## SUPPLIED TEXT
....................

Five things SGX-listed companies must know before holding virtual AGMs

We have had many requests from SGX-listed companies about staging virtual AGMs in our studio due to the COVID-19 disruptions – but there are some pitfalls company secretaries, investor relations officers and communications directors need to know.

Annual General Meetings are held to address burning questions from shareholders, and to vote on resolutions. But due to the COVID-19 outbreak, the Singapore Exchange has granted extensions up to the end of June. Shareholders are unlikely to brave an infectious disease to get answers from boards of directors and the usual buffet spread at the end of the meeting. Depending on the number of shareholders, it would make more sense for companies to hold virtual AGMs to avoid crowded function rooms that could lead to another cluster infection.

Even those companies which prefer to stay with the old-fashioned in-person meetings face a dilemma: directors must be present at AGMs. But what happens if they can't come to Singapore because of the travel restrictions?


A virtual AGM is one that is streamed live to shareholders, and there are good reasons for having one:

  1. Reach – Share just need holders a laptop or mobile phone with an internet connection to access it.
  2. Participation – David Gerald, President of the Securities Investors Association (Singapore) said last March a digital approach could also lead to wider shareholder participation. Companies already hold virtual meetings with institutional investors, such as conference calls, and it "would be encouraging" to do this for retail investors as well.
  3. Cost – Companies do not need to rent a venue, hire a caterer, or engage extra manpower.
  4. Data – Holding a virtual AGM will allow companies to track the success of the event, as the company can get from the streaming provider data on audience registration, watch times, impressions, participation, drop-offs, etc
  5. Environment – Shareholders don’t need to travel to a physical venue.

All these make for a compelling case of making your next AGM a virtual one. But before you think about jumping in, there are four things you must know.

....................

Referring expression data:
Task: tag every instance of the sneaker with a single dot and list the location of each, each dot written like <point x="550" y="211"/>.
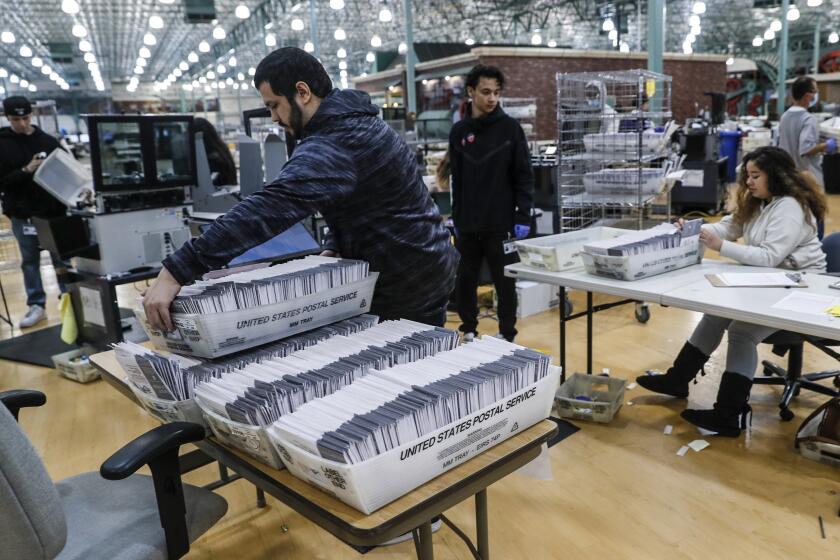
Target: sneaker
<point x="35" y="315"/>
<point x="408" y="536"/>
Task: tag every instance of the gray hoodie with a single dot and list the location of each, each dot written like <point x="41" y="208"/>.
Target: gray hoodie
<point x="777" y="236"/>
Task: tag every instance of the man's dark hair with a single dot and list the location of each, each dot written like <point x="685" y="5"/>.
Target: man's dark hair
<point x="801" y="86"/>
<point x="286" y="66"/>
<point x="485" y="71"/>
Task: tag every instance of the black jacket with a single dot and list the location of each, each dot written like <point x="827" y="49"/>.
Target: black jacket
<point x="492" y="181"/>
<point x="21" y="196"/>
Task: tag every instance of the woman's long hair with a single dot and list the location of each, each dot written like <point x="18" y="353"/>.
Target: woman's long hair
<point x="783" y="179"/>
<point x="218" y="154"/>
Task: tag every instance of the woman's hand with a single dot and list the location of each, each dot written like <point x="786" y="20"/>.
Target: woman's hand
<point x="710" y="239"/>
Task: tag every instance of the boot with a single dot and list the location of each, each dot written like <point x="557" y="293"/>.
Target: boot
<point x="731" y="413"/>
<point x="675" y="382"/>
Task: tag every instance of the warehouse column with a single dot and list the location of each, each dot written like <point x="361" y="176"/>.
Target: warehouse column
<point x="313" y="25"/>
<point x="817" y="30"/>
<point x="781" y="87"/>
<point x="410" y="60"/>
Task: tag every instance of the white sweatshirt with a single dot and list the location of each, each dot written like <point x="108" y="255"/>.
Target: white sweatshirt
<point x="777" y="236"/>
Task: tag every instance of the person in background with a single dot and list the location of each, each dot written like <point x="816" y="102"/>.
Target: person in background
<point x="799" y="132"/>
<point x="492" y="195"/>
<point x="355" y="170"/>
<point x="778" y="207"/>
<point x="23" y="147"/>
<point x="222" y="166"/>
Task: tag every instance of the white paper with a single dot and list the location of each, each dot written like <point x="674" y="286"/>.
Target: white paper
<point x="756" y="279"/>
<point x="803" y="302"/>
<point x="699" y="444"/>
<point x="92" y="306"/>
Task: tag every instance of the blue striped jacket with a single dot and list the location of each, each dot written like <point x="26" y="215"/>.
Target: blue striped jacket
<point x="356" y="170"/>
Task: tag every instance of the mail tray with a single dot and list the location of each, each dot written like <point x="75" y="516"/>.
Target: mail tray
<point x="220" y="334"/>
<point x="369" y="485"/>
<point x="562" y="251"/>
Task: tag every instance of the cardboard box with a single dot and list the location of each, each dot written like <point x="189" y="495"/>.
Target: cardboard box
<point x="219" y="334"/>
<point x="374" y="483"/>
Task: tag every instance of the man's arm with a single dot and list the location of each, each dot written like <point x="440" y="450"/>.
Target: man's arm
<point x="315" y="178"/>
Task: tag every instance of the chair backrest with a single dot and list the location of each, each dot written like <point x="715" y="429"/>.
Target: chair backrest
<point x="831" y="248"/>
<point x="32" y="523"/>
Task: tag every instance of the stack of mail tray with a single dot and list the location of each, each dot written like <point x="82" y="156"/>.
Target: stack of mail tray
<point x="224" y="315"/>
<point x="645" y="253"/>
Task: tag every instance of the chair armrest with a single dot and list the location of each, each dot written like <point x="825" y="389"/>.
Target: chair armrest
<point x="148" y="447"/>
<point x="159" y="449"/>
<point x="20" y="398"/>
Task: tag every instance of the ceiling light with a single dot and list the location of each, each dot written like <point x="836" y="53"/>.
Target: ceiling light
<point x="70" y="7"/>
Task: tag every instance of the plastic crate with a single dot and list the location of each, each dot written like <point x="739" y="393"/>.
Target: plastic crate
<point x="562" y="251"/>
<point x="606" y="394"/>
<point x="75" y="365"/>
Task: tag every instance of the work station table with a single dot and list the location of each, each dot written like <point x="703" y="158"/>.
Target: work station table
<point x="412" y="512"/>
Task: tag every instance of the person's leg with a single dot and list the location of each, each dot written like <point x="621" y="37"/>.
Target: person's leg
<point x="505" y="286"/>
<point x="690" y="360"/>
<point x="30" y="255"/>
<point x="731" y="413"/>
<point x="469" y="245"/>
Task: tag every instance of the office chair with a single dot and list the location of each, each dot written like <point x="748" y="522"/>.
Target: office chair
<point x="91" y="516"/>
<point x="793" y="344"/>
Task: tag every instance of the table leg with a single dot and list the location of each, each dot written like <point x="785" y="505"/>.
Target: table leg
<point x="481" y="527"/>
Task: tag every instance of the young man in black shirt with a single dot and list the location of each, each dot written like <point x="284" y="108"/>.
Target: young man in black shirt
<point x="22" y="149"/>
<point x="492" y="194"/>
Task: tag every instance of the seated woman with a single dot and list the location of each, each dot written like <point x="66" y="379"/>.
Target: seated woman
<point x="222" y="166"/>
<point x="777" y="214"/>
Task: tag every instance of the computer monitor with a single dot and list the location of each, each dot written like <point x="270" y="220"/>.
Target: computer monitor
<point x="294" y="242"/>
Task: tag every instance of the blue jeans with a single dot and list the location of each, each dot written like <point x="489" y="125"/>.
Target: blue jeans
<point x="30" y="255"/>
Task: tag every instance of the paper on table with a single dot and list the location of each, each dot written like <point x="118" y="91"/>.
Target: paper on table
<point x="756" y="279"/>
<point x="803" y="302"/>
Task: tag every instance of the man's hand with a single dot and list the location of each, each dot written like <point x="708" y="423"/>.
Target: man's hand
<point x="33" y="165"/>
<point x="157" y="299"/>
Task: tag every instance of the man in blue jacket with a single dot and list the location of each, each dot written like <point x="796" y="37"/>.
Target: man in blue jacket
<point x="354" y="169"/>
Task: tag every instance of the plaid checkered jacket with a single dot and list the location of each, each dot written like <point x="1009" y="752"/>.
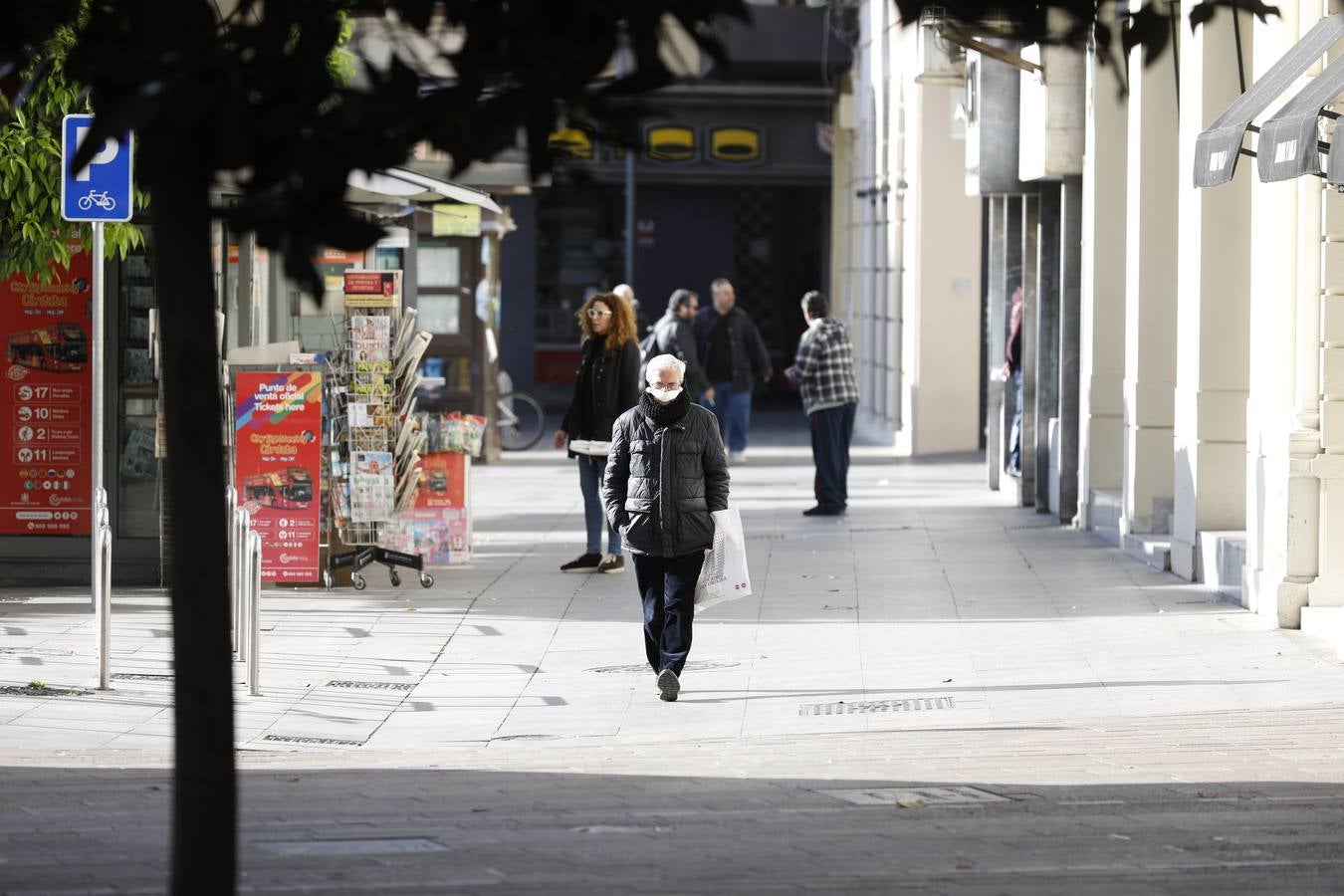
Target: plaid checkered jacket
<point x="824" y="365"/>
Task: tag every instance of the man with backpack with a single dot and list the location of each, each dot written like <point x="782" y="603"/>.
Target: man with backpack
<point x="674" y="335"/>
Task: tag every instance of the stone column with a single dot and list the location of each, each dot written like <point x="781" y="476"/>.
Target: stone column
<point x="1213" y="330"/>
<point x="1149" y="297"/>
<point x="1328" y="587"/>
<point x="1043" y="368"/>
<point x="997" y="328"/>
<point x="1029" y="223"/>
<point x="1101" y="407"/>
<point x="1070" y="273"/>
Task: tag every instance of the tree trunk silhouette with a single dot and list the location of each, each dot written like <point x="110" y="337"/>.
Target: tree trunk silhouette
<point x="204" y="787"/>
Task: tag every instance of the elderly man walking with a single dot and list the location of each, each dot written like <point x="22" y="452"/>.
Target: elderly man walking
<point x="665" y="474"/>
<point x="824" y="368"/>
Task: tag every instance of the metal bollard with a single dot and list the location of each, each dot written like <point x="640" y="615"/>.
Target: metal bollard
<point x="254" y="615"/>
<point x="238" y="577"/>
<point x="104" y="591"/>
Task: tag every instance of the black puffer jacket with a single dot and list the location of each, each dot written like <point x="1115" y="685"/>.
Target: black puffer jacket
<point x="663" y="481"/>
<point x="606" y="387"/>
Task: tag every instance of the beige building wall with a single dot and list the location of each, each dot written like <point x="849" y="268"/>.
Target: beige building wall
<point x="906" y="247"/>
<point x="1101" y="407"/>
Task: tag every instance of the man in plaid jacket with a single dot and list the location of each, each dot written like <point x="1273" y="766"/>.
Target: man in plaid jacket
<point x="824" y="371"/>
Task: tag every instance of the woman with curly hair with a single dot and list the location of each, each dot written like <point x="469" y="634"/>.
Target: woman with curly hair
<point x="607" y="385"/>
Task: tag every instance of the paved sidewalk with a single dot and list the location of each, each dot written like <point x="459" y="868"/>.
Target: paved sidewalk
<point x="932" y="604"/>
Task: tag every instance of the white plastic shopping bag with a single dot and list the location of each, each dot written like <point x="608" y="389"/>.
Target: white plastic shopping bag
<point x="725" y="572"/>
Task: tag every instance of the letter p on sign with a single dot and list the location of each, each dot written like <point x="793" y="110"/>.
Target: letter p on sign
<point x="101" y="191"/>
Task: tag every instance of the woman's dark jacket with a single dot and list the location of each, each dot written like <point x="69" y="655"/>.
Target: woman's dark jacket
<point x="663" y="481"/>
<point x="607" y="385"/>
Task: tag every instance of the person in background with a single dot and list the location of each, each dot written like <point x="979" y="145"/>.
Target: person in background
<point x="734" y="356"/>
<point x="626" y="292"/>
<point x="667" y="476"/>
<point x="824" y="369"/>
<point x="606" y="387"/>
<point x="674" y="334"/>
<point x="1012" y="371"/>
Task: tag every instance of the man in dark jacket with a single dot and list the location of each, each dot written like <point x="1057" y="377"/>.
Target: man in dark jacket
<point x="667" y="473"/>
<point x="674" y="334"/>
<point x="734" y="356"/>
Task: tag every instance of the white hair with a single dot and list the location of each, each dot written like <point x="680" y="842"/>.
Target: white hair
<point x="663" y="362"/>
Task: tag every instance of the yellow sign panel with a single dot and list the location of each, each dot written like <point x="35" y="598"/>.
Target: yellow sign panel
<point x="572" y="141"/>
<point x="671" y="144"/>
<point x="456" y="219"/>
<point x="736" y="144"/>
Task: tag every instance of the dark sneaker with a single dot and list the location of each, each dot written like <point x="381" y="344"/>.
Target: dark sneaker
<point x="586" y="563"/>
<point x="668" y="685"/>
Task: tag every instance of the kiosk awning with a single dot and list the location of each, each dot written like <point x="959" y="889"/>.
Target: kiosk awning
<point x="1287" y="146"/>
<point x="1218" y="146"/>
<point x="411" y="187"/>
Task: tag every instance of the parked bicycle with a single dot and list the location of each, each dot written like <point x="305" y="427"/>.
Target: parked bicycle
<point x="521" y="419"/>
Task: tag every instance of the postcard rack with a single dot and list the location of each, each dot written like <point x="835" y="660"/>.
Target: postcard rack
<point x="375" y="442"/>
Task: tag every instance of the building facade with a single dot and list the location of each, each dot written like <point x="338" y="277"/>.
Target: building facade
<point x="1183" y="346"/>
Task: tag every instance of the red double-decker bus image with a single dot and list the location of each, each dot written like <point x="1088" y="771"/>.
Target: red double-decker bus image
<point x="288" y="489"/>
<point x="61" y="348"/>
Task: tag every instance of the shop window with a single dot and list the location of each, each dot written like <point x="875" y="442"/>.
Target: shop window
<point x="438" y="266"/>
<point x="137" y="400"/>
<point x="440" y="315"/>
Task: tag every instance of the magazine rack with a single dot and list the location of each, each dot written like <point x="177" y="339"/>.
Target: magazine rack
<point x="375" y="442"/>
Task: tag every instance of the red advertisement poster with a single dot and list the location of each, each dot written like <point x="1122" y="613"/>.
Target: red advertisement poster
<point x="45" y="402"/>
<point x="277" y="468"/>
<point x="438" y="527"/>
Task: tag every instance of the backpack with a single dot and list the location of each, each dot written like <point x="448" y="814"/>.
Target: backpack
<point x="649" y="348"/>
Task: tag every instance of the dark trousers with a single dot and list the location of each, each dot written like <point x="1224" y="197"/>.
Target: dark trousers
<point x="667" y="587"/>
<point x="830" y="433"/>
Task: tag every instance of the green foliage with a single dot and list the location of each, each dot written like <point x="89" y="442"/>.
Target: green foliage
<point x="340" y="62"/>
<point x="33" y="234"/>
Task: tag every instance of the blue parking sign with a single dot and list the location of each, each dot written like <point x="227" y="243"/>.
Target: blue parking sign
<point x="103" y="189"/>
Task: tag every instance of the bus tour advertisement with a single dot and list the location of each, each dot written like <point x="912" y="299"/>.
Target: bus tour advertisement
<point x="45" y="462"/>
<point x="277" y="468"/>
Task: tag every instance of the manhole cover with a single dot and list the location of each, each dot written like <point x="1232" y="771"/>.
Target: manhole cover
<point x="23" y="691"/>
<point x="320" y="742"/>
<point x="843" y="708"/>
<point x="373" y="685"/>
<point x="692" y="665"/>
<point x="914" y="796"/>
<point x="372" y="846"/>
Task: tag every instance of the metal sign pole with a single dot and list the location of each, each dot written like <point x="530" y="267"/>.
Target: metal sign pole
<point x="96" y="416"/>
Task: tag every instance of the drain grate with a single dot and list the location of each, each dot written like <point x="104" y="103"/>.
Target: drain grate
<point x="23" y="691"/>
<point x="692" y="665"/>
<point x="841" y="708"/>
<point x="319" y="742"/>
<point x="373" y="685"/>
<point x="916" y="796"/>
<point x="371" y="846"/>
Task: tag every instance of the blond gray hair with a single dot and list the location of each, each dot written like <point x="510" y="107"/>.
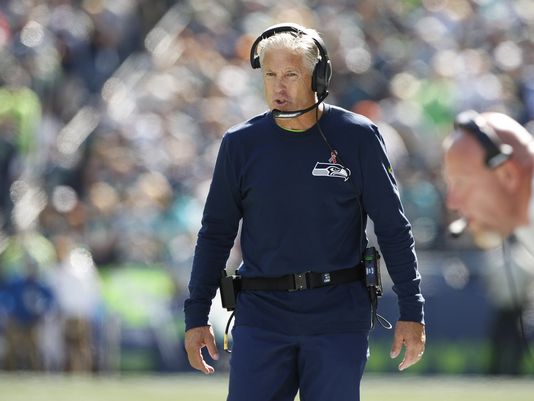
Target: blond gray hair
<point x="302" y="44"/>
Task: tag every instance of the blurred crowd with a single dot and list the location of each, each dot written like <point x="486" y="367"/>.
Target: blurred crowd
<point x="111" y="112"/>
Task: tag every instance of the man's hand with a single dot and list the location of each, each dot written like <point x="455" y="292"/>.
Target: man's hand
<point x="196" y="339"/>
<point x="412" y="336"/>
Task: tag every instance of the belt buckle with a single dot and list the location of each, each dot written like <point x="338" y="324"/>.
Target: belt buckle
<point x="301" y="281"/>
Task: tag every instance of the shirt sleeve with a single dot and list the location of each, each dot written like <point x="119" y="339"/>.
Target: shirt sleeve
<point x="381" y="200"/>
<point x="220" y="224"/>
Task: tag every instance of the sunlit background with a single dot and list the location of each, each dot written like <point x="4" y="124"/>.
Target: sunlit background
<point x="111" y="114"/>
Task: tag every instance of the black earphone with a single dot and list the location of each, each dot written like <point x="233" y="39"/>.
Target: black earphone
<point x="496" y="151"/>
<point x="322" y="73"/>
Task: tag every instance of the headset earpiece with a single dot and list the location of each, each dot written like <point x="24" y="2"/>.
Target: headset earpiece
<point x="473" y="123"/>
<point x="322" y="72"/>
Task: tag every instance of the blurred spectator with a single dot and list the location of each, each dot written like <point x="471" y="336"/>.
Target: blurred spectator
<point x="29" y="300"/>
<point x="75" y="283"/>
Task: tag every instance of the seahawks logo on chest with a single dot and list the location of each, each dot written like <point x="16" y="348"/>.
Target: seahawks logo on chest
<point x="334" y="170"/>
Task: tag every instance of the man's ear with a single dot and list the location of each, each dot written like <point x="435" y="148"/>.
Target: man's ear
<point x="509" y="175"/>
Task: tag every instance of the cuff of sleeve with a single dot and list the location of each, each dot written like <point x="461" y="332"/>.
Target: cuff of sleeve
<point x="413" y="311"/>
<point x="196" y="314"/>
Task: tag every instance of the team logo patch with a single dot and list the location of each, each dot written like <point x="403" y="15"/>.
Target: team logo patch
<point x="331" y="170"/>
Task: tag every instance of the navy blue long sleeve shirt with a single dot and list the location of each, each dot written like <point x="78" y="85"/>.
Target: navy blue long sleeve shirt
<point x="299" y="213"/>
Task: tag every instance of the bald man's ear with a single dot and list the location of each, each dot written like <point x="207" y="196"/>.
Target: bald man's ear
<point x="509" y="176"/>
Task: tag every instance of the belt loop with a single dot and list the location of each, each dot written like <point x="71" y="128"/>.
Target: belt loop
<point x="301" y="281"/>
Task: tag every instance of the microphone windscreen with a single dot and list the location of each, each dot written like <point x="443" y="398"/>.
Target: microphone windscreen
<point x="457" y="227"/>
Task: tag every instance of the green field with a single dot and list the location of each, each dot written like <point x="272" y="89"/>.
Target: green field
<point x="193" y="387"/>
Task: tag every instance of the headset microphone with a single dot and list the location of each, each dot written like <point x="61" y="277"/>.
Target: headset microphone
<point x="457" y="227"/>
<point x="295" y="113"/>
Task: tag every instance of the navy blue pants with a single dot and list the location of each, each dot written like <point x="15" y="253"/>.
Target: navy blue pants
<point x="267" y="366"/>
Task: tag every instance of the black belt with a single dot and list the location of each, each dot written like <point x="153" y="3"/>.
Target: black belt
<point x="302" y="281"/>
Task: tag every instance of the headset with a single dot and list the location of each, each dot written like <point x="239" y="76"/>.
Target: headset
<point x="322" y="72"/>
<point x="496" y="151"/>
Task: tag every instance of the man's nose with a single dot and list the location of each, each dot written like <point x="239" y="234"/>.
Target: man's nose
<point x="452" y="200"/>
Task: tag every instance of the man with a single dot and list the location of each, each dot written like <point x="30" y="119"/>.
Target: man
<point x="303" y="192"/>
<point x="489" y="169"/>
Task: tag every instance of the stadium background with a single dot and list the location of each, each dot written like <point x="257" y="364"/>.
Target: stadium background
<point x="111" y="114"/>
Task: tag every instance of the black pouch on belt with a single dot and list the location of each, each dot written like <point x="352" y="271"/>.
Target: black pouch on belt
<point x="229" y="287"/>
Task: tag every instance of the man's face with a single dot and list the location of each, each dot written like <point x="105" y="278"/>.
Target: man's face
<point x="474" y="190"/>
<point x="287" y="83"/>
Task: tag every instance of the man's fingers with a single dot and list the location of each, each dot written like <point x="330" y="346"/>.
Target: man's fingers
<point x="411" y="335"/>
<point x="197" y="361"/>
<point x="195" y="340"/>
<point x="411" y="357"/>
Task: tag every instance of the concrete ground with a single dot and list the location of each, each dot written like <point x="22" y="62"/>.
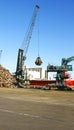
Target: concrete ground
<point x="31" y="109"/>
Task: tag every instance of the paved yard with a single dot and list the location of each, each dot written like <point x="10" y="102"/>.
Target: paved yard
<point x="31" y="109"/>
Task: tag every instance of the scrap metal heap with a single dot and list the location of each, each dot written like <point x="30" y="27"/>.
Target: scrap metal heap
<point x="6" y="78"/>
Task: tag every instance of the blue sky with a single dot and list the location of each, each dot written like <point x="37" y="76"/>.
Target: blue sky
<point x="56" y="31"/>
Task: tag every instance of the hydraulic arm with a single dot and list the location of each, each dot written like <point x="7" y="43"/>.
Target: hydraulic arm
<point x="24" y="48"/>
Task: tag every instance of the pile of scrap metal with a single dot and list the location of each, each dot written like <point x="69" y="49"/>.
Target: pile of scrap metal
<point x="6" y="78"/>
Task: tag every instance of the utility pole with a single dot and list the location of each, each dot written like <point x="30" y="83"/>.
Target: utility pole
<point x="0" y="54"/>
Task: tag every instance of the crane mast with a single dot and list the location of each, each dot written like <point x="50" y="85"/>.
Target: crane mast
<point x="22" y="52"/>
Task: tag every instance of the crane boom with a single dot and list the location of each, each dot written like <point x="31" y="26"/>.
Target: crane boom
<point x="22" y="52"/>
<point x="66" y="61"/>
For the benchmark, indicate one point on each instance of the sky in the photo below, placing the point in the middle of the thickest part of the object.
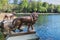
(56, 2)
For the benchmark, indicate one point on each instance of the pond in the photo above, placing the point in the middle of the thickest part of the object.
(49, 30)
(47, 27)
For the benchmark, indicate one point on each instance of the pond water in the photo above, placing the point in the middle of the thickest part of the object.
(47, 27)
(50, 30)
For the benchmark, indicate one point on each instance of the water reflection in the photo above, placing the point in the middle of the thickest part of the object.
(51, 29)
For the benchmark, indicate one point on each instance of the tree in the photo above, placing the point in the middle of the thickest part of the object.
(4, 4)
(58, 9)
(24, 5)
(51, 8)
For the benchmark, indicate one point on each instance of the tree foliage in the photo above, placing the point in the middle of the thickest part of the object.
(28, 6)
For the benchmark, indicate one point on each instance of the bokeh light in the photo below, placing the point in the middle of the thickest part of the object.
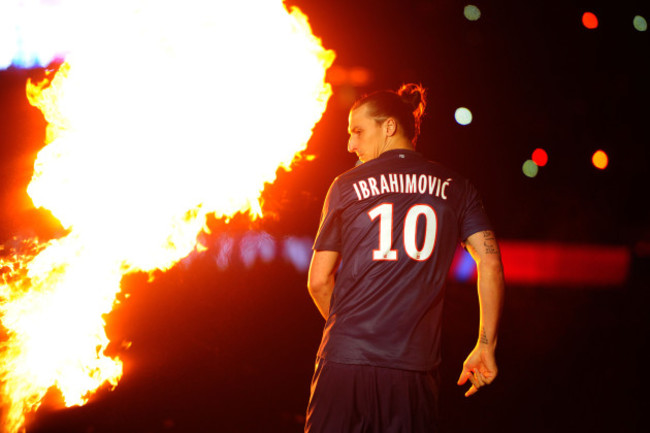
(463, 116)
(640, 23)
(472, 12)
(589, 20)
(529, 168)
(600, 159)
(540, 157)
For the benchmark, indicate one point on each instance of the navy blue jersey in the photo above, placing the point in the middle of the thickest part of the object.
(396, 221)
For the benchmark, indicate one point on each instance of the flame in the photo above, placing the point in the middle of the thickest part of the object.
(141, 145)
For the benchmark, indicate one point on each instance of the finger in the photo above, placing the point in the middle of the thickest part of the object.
(480, 379)
(475, 381)
(464, 375)
(471, 391)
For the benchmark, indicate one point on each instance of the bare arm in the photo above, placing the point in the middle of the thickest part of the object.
(480, 366)
(321, 279)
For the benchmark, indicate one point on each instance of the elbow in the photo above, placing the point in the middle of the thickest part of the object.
(318, 284)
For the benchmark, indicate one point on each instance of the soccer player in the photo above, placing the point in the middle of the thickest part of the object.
(387, 236)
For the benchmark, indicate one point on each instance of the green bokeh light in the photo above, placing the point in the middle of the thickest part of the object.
(529, 168)
(640, 23)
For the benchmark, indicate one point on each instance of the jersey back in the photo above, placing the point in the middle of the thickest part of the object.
(396, 221)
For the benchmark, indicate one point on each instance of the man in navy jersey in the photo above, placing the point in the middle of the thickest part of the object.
(387, 236)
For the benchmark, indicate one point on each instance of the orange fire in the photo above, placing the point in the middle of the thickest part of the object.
(161, 115)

....................

## REQUIRED ACTION 1
Can you copy the part of the virtual AGM text that opens with the words containing "All these make" and closes with "you must know."?
## REQUIRED ACTION 2
Do these statements agree with the virtual AGM text? Answer yes or no for each, quoting the deciding words exactly.
(a) The Singapore Exchange has granted extensions up to the end of June.
(b) David Gerald is President of the Singapore Exchange.
(c) A virtual AGM requires companies to rent a venue.
## REQUIRED ACTION 3
How would you restate, more briefly, the paragraph of the virtual AGM text that begins "Annual General Meetings are held", keeping its main facts?

## ANSWER BOX 1
All these make for a compelling case of making your next AGM a virtual one. But before you think about jumping in, there are four things you must know.

## ANSWER BOX 2
(a) Yes: "the Singapore Exchange has granted extensions up to the end of June"
(b) No: "David Gerald, President of the Securities Investors Association (Singapore)"
(c) No: "Companies do not need to rent a venue, hire a caterer, or engage extra manpower."

## ANSWER BOX 3
AGMs let shareholders question boards and vote on resolutions. Because of COVID-19, the Singapore Exchange has extended deadlines to the end of June. Shareholders are unlikely to risk infection to attend. Depending on shareholder numbers, virtual AGMs make more sense than crowded function rooms that could cause another cluster infection.